What you will do:
- a) Extract the passage of the forum thread about walking Loki starting with "Then we bumped" and going on through "build his confidence?", copying it word for word.
- b) Extend the forum thread about walking Loki, picking up right after its final line.

I think he wants to conquer the world and be the ruler of all canines far and wide.


----------



## Boxer123 (Jul 29, 2017)

We have had a mixed couple of days. Yesterday Loki went for a walk with a lady friend. She is 10 and a terrier. He is always happy around her even though she does shout at him screaming potato style at the start of walks. He walked beautifully with her & didn’t harass her or bother her.

Today we went out at lunch on a Saturday and it’s sunny and warm so everyone was out. First couple of dogs he walked past well. He’s even making little friends always older female dogs. 


Then we bumped into another reactive dog (black staff) we managed to get them past without reacting.


Then it went downhill I spotted two big dogs so crossed the road. They tend to bark at Loki and vice versa so I hid up a drive. Unfortunately the owner was waiting outside the shop shouting at his dogs and kids so I finally got Loki calm began to come out of the drive and bumped into black staff both dogs lost their spoons. Black staff went past then two spaniels. So we went home because he was over the threshold. 

However he’s managing better and is checking in with me during reactions, still taking treats. I’m really proud of him I know it probably looks like a sh?t storm to others but he’s calming so much quicker. We went to a field on the way home and he did zooms on his long line so was obviously stressed.

He’s so scared of big dogs I don’t know how to build his confidence?


----------



## Boxer123 (Jul 29, 2017)

He’s had to put himself to bed the day has been so stressful.


----------



## O2.0 (May 23, 2018)

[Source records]
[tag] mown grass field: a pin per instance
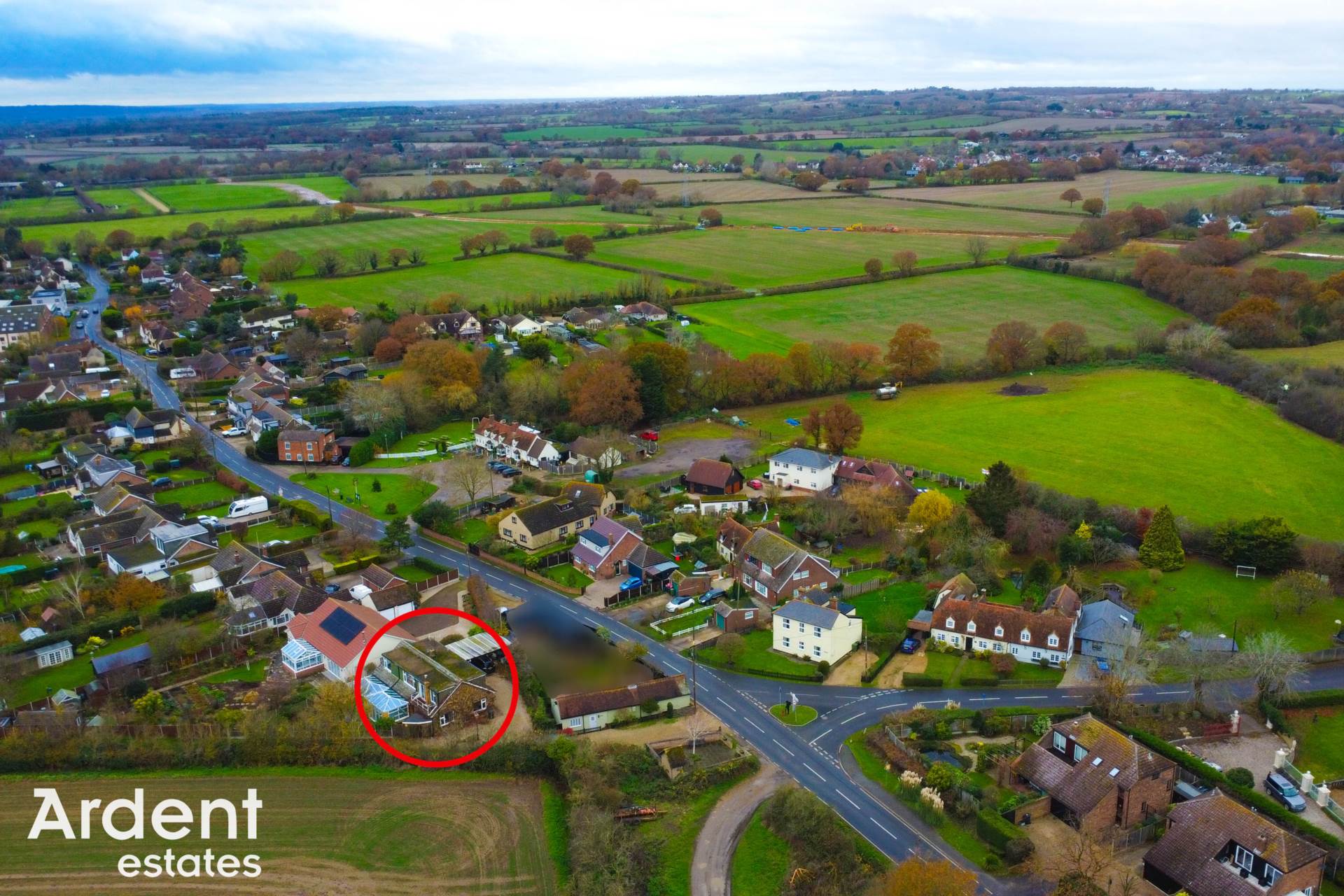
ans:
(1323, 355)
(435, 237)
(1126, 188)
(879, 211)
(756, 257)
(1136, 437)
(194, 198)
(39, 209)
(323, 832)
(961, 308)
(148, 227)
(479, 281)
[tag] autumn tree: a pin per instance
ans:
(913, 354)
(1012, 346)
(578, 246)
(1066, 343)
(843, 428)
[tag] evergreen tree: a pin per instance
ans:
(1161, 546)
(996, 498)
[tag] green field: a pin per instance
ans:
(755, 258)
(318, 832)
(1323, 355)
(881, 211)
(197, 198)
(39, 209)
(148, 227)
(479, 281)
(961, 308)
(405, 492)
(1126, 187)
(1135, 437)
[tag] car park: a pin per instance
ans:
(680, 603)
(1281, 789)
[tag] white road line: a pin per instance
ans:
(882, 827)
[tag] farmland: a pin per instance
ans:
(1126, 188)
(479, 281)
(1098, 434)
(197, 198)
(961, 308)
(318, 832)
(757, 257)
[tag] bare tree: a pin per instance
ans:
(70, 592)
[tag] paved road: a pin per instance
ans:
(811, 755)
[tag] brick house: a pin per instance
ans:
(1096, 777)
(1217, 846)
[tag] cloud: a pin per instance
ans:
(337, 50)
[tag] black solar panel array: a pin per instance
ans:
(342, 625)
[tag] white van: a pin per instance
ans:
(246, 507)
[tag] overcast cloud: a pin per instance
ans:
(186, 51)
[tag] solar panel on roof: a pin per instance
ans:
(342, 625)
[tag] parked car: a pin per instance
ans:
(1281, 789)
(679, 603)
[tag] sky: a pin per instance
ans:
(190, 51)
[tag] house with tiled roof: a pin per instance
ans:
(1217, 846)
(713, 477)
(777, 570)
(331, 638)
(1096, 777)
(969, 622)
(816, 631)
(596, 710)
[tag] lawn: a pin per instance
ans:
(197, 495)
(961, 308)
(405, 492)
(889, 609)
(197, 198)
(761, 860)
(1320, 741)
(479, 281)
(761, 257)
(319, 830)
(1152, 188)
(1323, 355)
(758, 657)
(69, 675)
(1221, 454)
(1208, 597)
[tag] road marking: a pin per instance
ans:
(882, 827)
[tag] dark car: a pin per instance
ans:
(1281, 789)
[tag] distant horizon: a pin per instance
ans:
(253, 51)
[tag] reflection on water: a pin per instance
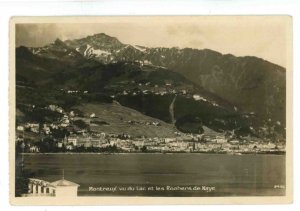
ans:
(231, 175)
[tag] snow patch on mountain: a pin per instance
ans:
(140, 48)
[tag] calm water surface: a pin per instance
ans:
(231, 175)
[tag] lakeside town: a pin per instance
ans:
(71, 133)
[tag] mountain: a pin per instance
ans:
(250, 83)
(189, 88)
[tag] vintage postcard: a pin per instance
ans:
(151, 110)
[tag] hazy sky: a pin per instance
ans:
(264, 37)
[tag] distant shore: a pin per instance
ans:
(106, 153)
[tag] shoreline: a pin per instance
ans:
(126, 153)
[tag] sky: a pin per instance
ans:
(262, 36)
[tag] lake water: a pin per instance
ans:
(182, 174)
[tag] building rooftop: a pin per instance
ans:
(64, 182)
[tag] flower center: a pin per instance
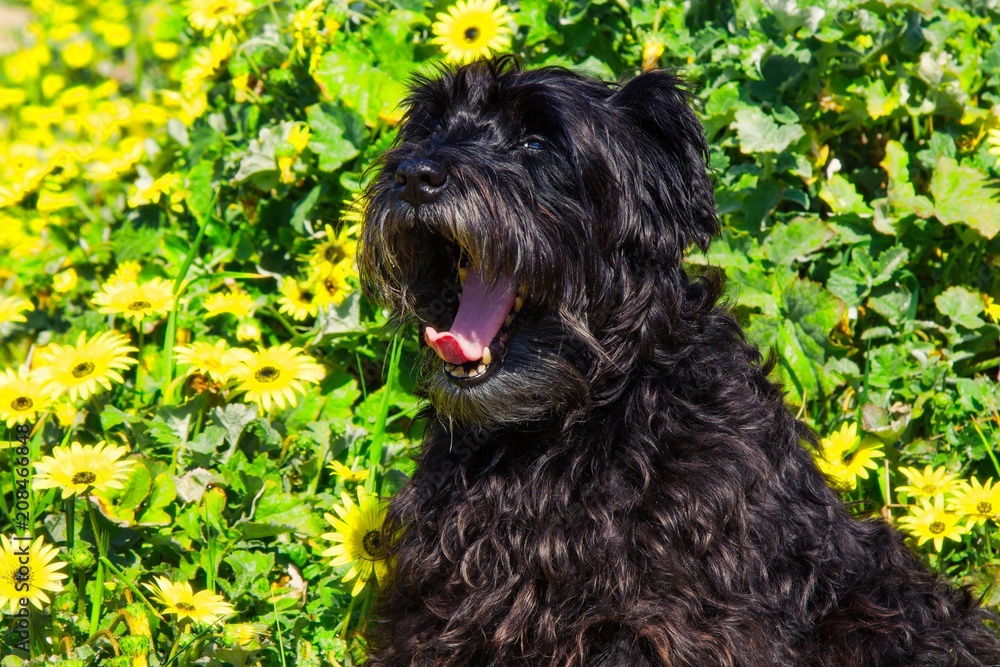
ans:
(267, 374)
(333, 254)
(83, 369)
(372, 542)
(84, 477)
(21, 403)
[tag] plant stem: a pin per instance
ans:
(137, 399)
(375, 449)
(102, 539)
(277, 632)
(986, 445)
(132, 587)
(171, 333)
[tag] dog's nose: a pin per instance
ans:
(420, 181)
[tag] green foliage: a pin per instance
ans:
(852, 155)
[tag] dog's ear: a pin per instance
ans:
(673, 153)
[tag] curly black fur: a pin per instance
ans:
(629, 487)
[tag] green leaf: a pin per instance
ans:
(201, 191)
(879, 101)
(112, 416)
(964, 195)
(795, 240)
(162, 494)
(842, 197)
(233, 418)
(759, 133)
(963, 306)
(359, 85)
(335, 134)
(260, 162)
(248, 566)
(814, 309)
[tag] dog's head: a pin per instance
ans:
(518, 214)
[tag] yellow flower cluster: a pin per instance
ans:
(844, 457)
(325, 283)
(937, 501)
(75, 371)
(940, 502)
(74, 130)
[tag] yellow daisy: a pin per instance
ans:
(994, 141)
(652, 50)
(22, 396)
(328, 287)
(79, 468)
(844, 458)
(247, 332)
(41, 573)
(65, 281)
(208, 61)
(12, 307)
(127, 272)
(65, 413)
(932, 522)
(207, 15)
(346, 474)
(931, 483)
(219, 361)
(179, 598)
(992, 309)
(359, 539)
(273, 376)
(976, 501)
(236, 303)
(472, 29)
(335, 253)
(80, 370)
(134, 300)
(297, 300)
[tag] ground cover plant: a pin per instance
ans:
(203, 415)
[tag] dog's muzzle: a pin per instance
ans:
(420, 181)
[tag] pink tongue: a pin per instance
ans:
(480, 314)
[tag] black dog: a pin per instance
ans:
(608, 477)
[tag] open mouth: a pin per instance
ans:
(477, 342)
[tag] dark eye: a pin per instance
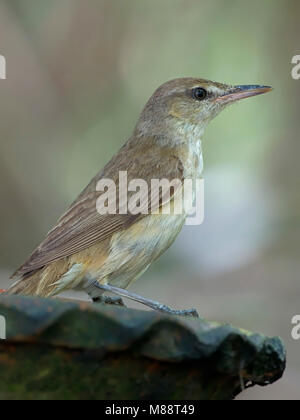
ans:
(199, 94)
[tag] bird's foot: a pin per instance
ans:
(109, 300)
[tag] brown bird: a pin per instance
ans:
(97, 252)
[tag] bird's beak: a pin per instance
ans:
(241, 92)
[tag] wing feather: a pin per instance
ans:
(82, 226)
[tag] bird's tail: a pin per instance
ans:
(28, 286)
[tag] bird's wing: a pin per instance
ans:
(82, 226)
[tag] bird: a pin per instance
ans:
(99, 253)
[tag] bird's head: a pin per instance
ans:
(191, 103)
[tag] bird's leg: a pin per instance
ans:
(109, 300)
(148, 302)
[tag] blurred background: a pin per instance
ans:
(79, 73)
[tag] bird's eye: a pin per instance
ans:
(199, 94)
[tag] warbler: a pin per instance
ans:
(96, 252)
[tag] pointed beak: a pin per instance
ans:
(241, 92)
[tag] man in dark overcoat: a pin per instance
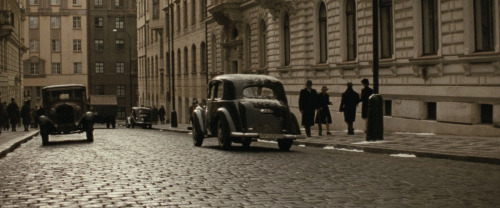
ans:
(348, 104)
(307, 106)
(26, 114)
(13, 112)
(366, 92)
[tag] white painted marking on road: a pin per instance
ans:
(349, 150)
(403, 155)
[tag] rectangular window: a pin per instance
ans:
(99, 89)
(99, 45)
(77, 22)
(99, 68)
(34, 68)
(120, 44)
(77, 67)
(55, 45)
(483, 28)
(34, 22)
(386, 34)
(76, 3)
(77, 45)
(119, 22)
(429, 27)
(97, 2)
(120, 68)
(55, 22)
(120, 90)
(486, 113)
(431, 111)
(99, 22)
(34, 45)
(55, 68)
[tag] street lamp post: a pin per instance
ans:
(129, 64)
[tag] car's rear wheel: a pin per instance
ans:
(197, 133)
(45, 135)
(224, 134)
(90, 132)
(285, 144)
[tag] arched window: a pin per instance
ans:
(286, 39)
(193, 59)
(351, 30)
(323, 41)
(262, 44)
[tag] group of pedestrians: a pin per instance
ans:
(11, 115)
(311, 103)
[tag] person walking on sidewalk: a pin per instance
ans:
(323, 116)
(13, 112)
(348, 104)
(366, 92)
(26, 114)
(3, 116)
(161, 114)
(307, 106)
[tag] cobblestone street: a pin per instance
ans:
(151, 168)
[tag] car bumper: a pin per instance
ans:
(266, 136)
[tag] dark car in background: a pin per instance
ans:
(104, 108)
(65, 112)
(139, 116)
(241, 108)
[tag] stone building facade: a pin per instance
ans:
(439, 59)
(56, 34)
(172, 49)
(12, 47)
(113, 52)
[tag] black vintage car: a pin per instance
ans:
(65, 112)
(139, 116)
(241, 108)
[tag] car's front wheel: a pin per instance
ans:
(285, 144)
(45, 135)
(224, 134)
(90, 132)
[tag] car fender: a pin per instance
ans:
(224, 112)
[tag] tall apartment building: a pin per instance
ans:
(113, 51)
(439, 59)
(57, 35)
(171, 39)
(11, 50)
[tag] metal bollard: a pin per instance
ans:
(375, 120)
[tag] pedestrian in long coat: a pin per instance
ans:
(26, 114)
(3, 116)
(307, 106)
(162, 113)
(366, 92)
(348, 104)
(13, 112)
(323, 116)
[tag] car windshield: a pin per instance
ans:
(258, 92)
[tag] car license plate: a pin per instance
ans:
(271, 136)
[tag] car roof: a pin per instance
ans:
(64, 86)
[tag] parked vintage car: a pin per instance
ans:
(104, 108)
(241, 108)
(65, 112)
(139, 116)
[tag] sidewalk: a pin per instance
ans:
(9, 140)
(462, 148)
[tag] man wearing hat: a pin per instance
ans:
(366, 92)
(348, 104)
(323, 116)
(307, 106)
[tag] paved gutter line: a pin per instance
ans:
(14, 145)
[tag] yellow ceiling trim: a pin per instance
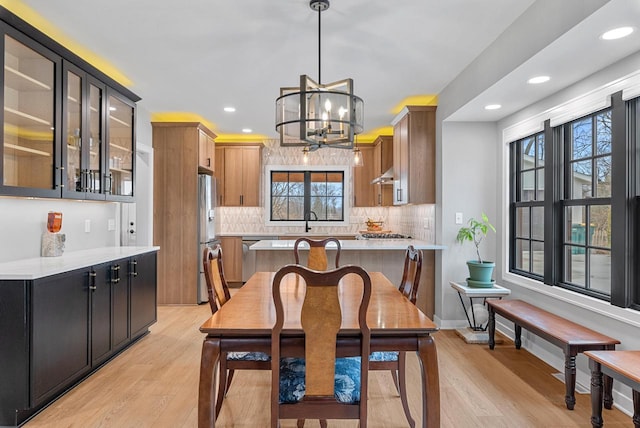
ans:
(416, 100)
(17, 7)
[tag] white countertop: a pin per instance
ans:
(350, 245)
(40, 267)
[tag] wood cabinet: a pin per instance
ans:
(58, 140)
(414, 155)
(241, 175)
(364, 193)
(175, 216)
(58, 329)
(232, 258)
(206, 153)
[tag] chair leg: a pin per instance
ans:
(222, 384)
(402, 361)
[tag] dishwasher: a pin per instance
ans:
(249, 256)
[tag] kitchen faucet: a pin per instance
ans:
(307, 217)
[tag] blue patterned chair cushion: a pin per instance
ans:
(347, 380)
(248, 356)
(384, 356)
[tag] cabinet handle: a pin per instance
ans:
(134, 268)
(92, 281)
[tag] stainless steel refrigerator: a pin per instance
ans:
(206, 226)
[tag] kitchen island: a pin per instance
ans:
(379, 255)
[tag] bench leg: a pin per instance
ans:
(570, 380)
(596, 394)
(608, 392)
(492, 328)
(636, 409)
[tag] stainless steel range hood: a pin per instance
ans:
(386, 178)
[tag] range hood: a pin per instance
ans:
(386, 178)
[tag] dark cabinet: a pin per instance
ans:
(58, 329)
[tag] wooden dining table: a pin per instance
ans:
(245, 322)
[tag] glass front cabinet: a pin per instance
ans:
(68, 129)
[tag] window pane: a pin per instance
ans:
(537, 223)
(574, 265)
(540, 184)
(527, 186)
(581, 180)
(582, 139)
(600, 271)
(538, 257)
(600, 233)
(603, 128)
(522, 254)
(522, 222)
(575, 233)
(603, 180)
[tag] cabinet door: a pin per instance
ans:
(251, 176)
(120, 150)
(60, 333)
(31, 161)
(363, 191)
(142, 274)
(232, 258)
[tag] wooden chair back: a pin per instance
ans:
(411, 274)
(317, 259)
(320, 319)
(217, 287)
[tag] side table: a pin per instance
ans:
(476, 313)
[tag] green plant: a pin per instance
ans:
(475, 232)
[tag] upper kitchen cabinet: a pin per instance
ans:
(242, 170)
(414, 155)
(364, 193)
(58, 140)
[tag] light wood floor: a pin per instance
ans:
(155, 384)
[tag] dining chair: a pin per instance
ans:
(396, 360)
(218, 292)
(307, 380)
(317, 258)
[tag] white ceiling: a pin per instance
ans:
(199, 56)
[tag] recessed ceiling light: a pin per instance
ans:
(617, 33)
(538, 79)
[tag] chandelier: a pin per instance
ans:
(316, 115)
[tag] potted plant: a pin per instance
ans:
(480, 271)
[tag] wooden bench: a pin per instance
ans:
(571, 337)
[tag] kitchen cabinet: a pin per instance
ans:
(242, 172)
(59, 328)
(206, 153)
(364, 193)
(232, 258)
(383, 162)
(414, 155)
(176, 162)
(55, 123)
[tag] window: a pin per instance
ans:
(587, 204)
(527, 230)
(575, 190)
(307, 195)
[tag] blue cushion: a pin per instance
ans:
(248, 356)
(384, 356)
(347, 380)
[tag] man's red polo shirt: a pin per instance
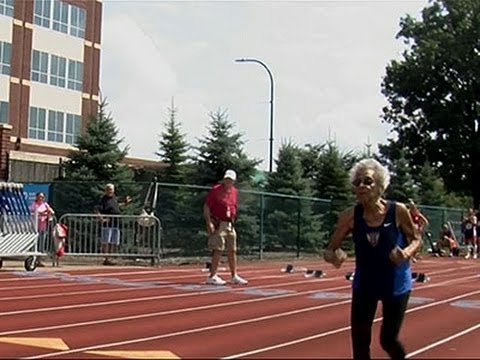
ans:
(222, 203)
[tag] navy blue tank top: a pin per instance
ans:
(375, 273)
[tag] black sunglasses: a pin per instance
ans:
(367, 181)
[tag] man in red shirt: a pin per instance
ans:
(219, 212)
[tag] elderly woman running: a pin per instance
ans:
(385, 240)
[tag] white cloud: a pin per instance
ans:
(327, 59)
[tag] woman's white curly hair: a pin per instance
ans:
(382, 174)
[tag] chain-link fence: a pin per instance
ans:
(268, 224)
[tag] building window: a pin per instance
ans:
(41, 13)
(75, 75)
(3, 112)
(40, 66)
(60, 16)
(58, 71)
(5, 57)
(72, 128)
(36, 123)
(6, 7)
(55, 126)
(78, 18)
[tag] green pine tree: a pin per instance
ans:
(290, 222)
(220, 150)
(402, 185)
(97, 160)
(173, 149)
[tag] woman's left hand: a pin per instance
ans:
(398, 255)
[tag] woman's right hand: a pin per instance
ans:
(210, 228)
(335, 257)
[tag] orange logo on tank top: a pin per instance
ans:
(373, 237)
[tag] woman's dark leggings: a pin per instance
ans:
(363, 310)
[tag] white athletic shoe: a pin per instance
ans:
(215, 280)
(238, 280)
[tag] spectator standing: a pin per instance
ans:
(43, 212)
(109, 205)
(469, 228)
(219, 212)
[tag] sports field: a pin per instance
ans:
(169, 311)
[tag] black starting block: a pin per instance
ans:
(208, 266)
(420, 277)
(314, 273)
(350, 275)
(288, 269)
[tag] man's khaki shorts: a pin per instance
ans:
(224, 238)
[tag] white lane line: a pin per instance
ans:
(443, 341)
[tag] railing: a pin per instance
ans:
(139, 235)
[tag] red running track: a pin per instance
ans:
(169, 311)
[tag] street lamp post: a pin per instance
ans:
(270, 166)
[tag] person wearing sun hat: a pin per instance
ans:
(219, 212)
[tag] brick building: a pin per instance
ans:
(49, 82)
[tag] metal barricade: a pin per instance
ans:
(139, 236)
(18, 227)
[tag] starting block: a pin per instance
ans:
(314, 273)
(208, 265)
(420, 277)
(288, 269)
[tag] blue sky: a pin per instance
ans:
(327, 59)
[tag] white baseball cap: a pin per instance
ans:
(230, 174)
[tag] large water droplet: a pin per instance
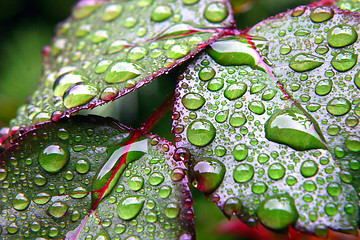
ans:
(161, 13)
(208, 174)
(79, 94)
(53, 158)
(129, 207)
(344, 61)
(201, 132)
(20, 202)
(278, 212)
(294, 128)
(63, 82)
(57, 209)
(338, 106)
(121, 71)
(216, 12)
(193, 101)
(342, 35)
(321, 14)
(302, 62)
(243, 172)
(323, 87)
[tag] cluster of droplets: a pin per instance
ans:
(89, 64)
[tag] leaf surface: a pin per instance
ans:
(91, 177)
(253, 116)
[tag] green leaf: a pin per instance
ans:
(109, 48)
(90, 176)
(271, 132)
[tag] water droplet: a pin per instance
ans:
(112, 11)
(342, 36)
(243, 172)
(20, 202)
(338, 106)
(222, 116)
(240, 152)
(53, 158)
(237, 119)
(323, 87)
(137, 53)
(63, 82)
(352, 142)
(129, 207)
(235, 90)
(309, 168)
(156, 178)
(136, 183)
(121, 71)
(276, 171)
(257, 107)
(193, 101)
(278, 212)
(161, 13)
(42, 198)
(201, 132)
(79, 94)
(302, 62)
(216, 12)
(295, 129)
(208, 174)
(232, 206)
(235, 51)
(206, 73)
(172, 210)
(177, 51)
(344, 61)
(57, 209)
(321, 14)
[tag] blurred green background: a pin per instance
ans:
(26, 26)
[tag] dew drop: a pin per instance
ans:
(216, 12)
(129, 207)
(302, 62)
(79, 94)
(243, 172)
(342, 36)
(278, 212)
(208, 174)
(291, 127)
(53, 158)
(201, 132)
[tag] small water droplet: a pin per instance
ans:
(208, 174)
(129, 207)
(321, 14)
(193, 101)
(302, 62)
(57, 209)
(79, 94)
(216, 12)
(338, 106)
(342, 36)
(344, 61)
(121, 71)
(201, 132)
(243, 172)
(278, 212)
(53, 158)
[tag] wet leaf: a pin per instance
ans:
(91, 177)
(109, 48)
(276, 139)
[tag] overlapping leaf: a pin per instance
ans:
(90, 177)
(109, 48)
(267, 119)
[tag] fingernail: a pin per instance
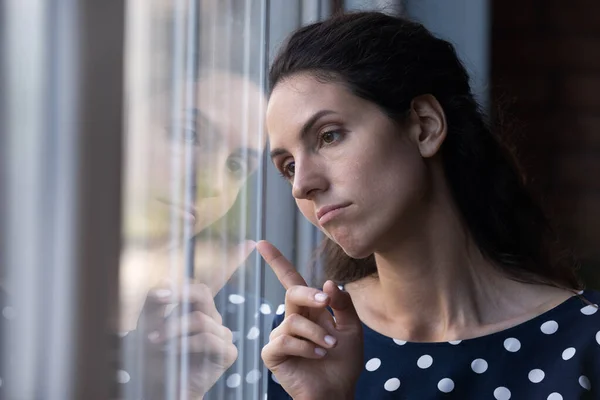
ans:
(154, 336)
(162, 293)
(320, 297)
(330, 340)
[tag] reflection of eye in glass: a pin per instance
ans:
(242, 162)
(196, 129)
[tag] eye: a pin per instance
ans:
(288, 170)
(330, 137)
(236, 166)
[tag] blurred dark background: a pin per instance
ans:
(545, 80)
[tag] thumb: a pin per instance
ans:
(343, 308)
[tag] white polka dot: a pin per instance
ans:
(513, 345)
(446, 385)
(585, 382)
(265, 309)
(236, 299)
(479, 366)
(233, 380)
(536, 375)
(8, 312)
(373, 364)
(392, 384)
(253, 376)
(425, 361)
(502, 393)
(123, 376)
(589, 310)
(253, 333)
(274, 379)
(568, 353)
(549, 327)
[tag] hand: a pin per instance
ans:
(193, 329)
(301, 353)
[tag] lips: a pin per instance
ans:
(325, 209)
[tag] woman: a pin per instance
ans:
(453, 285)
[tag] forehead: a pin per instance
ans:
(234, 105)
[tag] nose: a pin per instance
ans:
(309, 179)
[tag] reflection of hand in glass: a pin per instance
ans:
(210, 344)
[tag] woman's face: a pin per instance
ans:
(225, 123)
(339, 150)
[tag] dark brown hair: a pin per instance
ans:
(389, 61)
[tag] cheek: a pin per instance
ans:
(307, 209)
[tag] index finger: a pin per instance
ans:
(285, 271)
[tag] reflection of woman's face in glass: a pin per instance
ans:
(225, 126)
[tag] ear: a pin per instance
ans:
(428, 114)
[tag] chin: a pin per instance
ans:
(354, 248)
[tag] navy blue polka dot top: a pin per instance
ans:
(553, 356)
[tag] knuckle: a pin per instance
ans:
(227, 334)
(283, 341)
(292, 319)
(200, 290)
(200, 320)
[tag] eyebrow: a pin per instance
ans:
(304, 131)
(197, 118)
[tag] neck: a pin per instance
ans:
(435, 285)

Task-by-task results:
- a)
Then we bumped into another reactive dog (black staff) we managed to get them past without reacting.


Then it went downhill I spotted two big dogs so crossed the road. They tend to bark at Loki and vice versa so I hid up a drive. Unfortunately the owner was waiting outside the shop shouting at his dogs and kids so I finally got Loki calm began to come out of the drive and bumped into black staff both dogs lost their spoons. Black staff went past then two spaniels. So we went home because he was over the threshold. 

However he’s managing better and is checking in with me during reactions, still taking treats. I’m really proud of him I know it probably looks like a sh?t storm to others but he’s calming so much quicker. We went to a field on the way home and he did zooms on his long line so was obviously stressed.

He’s so scared of big dogs I don’t know how to build his confidence?

- b)
Boxer123 said:


> He’s so scared of big dogs I don’t know how to build his confidence?


Just keep doing what you're doing. Let him know that he can remove himself from the situation, he can ask you for help, and you're there to support him


----------



## Boxer123 (Jul 29, 2017)

Today has been a day of two halves. We bumped into a black lab and Loki went nuts. I moved him aside so they could pass. Then the owner realised he had dropped his dogs ball so had to go back past us again. 

We calmed down and continued. Loki made it past another dog a bit grizzly but ok. Then he met his girlfriend and they had a little walk nice and calm.

 Later we went out at school pick up time he coped so well. He was a bit over the threshold but walked beautifully on his lead. Barked at a cat. A few children came over to tell me they liked him which he coped we’ll with. Overall a good day.


----------



## Boxer123 (Jul 29, 2017)

Loki has been out with his girlfriend again and we bumped into the husky he hates. He kept it together so well. Then we had to walk past a horse close proximity and he was a good boy. She also went out with Sox but she gets a bit fed up with him as he’s so bouncy . She’s a great influence in Loki. He’s tired now.


----------



## Boxer123 (Jul 29, 2017)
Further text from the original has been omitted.